Exercise instructions —
Copy all of the material below word for word, but leave out the pictures.

Dataset rows —
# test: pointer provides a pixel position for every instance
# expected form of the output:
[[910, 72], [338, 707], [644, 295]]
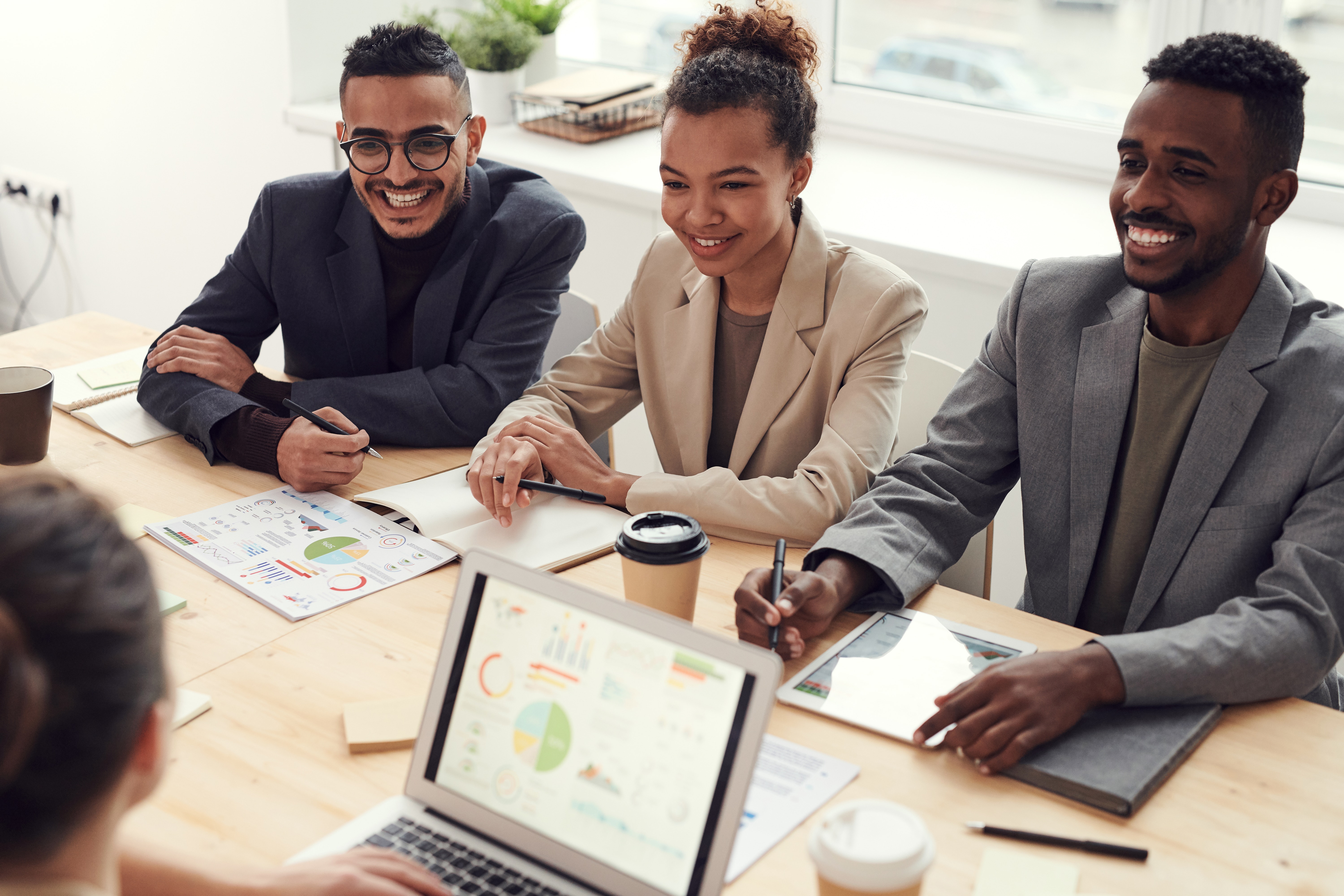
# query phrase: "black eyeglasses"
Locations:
[[428, 152]]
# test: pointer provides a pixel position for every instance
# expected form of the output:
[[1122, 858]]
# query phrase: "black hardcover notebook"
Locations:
[[1115, 758]]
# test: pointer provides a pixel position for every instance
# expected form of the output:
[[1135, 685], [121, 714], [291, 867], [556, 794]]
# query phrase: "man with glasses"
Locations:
[[416, 291]]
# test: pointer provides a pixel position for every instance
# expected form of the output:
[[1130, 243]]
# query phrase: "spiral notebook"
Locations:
[[550, 534], [103, 394]]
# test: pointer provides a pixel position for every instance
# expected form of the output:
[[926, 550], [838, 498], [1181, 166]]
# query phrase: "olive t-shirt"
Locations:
[[737, 349], [1170, 386]]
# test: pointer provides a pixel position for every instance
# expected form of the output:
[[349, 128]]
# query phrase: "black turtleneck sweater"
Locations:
[[251, 436]]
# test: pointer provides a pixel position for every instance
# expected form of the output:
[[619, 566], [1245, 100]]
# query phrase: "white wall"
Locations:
[[165, 119]]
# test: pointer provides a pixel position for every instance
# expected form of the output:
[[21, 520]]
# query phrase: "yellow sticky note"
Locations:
[[189, 706], [384, 725], [134, 519], [1007, 872]]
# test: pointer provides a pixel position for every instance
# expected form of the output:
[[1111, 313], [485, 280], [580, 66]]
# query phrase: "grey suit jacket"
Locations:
[[310, 265], [1243, 592]]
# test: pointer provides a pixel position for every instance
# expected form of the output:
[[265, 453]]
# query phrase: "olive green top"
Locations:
[[1167, 393], [737, 349]]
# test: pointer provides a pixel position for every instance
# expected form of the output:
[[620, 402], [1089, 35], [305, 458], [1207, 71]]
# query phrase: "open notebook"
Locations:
[[552, 534], [103, 394]]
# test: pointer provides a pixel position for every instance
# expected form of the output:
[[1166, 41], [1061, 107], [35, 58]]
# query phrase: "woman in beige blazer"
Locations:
[[768, 358]]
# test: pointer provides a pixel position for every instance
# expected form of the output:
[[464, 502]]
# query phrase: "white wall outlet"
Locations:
[[34, 190]]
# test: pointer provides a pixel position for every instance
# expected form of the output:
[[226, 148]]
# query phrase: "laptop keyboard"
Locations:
[[458, 864]]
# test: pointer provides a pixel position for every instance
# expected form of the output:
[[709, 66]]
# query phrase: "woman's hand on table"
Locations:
[[562, 450], [361, 872], [807, 606], [514, 460]]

The result —
# test: pointer provides a pixel position for every instance
# expected form of the output:
[[910, 72], [338, 707], [644, 295]]
# query phrase: "black eyeglasses"
Locations:
[[428, 152]]
# test: pointer provides a pixel position for every instance
# expected form of the output:
[[1122, 858]]
# query phrase: "black hardcover notebook"
Locations:
[[1115, 758]]
# test: pointer provides a pixel position for every instance
# expected form of the output:
[[1135, 685], [121, 714], [291, 867], [556, 794]]
# query phrase: "man with glasses"
Locations:
[[416, 291]]
# test: pointer provides a pixel position for every instance
# expected form of the output:
[[1130, 243]]
# query phrase: "spiral notebook"
Locations:
[[550, 534], [103, 394]]
# test: pointer provides a pixel position for every instance
# expected form of the output:
[[926, 550], [838, 498], [1181, 166]]
# query phrase: "olive t-shirt"
Locations:
[[737, 349], [1170, 386]]
# test: pointer provides a pixel position for every instance
# expected form of the output:
[[349, 128]]
# query phrase: "black turtleneck sweater"
Locations:
[[251, 436]]
# test: pointer provides a pixel position for every instance
# expected form of the output:
[[619, 566], [1245, 100]]
# query phrase: "white wall"
Locations:
[[165, 119]]
# test: pointer provides a pixel position for every instance
# expected form of the output:
[[21, 520]]
# query phrase: "yellow sticky note"
Locations:
[[189, 706], [384, 725], [134, 519], [1007, 872]]
# test: pointer provides a pixel position for every instance
# expected form of the output:
[[1111, 313], [485, 280], [580, 66]]
# query phrase: "grey suit jacket"
Locations:
[[310, 265], [1243, 592]]
# test: pointer provides a pixel position for every instance
# expected form of the output:
[[265, 453]]
# query phrase: "olive green top"
Locations:
[[1167, 393], [737, 349]]
# test: pointer provides a pixel position for every instance
# expected form of the output:
[[620, 402], [1089, 35], [305, 458], [1207, 71]]
# query phrase: "open notebook"
Locations:
[[552, 534], [103, 394]]
# test: pointer provides a pixel position for every instance
# expected form of the output:
[[1166, 41], [1061, 107], [35, 58]]
# query phrase: "woman in beige blazer"
Locations:
[[768, 358]]
# test: pointer provides a pixel position for every instance
# expected form of the output:
[[464, 502]]
# query phrase: "white wall outlet"
Locations:
[[34, 190]]
# test: pointer provides a pixel position for every instance
# expected form of the output:
[[226, 148]]
# query phrase: "laptop keyboard"
Locations:
[[458, 864]]
# test: pointer provides a pixel position for every instance
# expected form of the output:
[[709, 66]]
# query phrase: "woman's hand on table"
Locations:
[[562, 450], [361, 872], [807, 606], [514, 460]]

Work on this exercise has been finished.